October 12, 2010
Ontario, Opinions

When it comes to power in Ontario, we’re in the dark

Margaret Wente, The Globe and Mail, www.theglobeandmail.com 12 October 2010

What could bring down Ontario’s Liberals? It’s not e-Health, a routine case of consultants run amok that ended with everyone being fired. It’s not even the hated HST, a huge tax increase that citizens have choked down in the line of duty with scarcely a whimper. No, it’s their power bills.

If you haven’t opened your September hydro bill yet, you’re in for a shock. Rates have risen 18 per cent this year to date, and that’s just the start. By this time next year – election time – Ontario power consumers will be forking over about twice as much (in nominal terms) as they did when Dalton McGuinty took office in 2003.

Mr. McGuinty can explain all this to you. In his best Dad manner, he says previous regimes, unfortunately, left a legacy of debt and crumbling infrastructure; the right thing to do is pay the real cost of electricity. No one can argue with that. So don’t blame him. And by the way, you can visit the government’s website for valuable power-saving tips.

+---+

Activity 1:
According to the column on Ontario power bills, how much have rates risen so far this year?
Activity 2:
Continue the column on Ontario power bills from the point where it stops.

[Dataset records]
+---+

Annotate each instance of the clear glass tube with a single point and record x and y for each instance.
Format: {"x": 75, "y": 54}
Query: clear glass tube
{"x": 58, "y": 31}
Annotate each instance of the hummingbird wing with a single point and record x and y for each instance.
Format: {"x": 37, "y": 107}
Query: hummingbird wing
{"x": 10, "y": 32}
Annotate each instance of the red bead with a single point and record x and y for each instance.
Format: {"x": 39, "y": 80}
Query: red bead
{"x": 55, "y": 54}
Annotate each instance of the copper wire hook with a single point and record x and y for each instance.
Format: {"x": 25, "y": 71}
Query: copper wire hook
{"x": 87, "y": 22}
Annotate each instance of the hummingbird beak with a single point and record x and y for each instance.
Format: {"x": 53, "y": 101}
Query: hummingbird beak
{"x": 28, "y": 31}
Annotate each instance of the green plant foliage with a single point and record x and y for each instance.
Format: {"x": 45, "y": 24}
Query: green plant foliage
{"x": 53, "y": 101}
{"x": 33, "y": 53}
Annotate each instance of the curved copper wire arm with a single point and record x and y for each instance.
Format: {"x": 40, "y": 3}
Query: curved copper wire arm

+---+

Task output 1:
18 percent this year to date.

Task output 2:
There’s just one small detail he neglected to mention – the Green Energy Act, a policy so bad, so expensive, so ideologically driven and so perverse that any normal person should be seeing red. The Green Energy Act gutted public utility regulation and introduced new stealth taxes. The agent of this madness, lest we forget, was George Smitherman, currently running for mayor of Toronto.

Power expert Tom Adams may know more about this subject than any other living being. And he’s steamed. Ontario’s rates, he says, have already surpassed the U.S. average and are headed for European levels – “just because of public policy.”

The policy is to go all out on renewables – wind and solar– whether or not it makes sense. The province is paying sky-high rates for power it doesn’t need so we can have wind turbines marching on and on to the horizon, just like Denmark does. “Power demand has been dropping since 2005,” says Mr. Adams. In fact, we have so much excess supply that, from time to time, it threatens to crash the system. Because of this, we’re even paying the neighbours to take the power off our hands.

“Ontario will need new power supplies in the future,” Mr. Adams says. “But why not buy it when we need it?” Instead of waiting, the power authority is signing long-term contracts at the rate of about $1-billion a week, while paying enormous premiums to attract wind and solar producers. In other words, it’s making 20-year commitments to pay stunningly high prices for power we don’t need.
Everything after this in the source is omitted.